Task to complete
Leaving out the images, transcribe every record below exactly.

Segment Start: Supplied records

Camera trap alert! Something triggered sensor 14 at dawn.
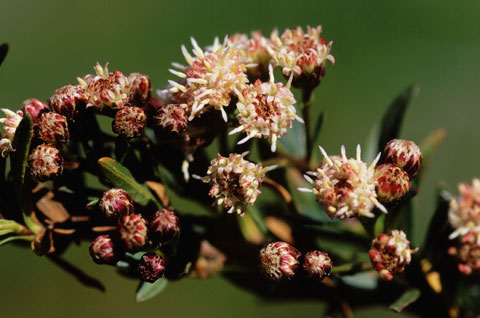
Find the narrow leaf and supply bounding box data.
[389,288,421,313]
[97,157,157,207]
[416,128,446,186]
[278,119,306,158]
[136,278,168,302]
[378,85,419,151]
[238,212,264,244]
[11,114,33,205]
[0,43,8,68]
[0,235,33,246]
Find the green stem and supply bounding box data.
[302,88,314,164]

Segment End: Supplied records

Exercise result
Camera trap alert! Something triggered sensor 14 at dawn.
Find the narrow leaf and supply bounding box data.
[389,288,421,313]
[97,157,157,207]
[416,128,446,186]
[278,119,306,158]
[136,278,168,302]
[378,85,419,151]
[238,212,264,244]
[11,114,33,205]
[0,43,8,68]
[0,235,33,246]
Find the green stem and supply bounding box data.
[302,88,314,164]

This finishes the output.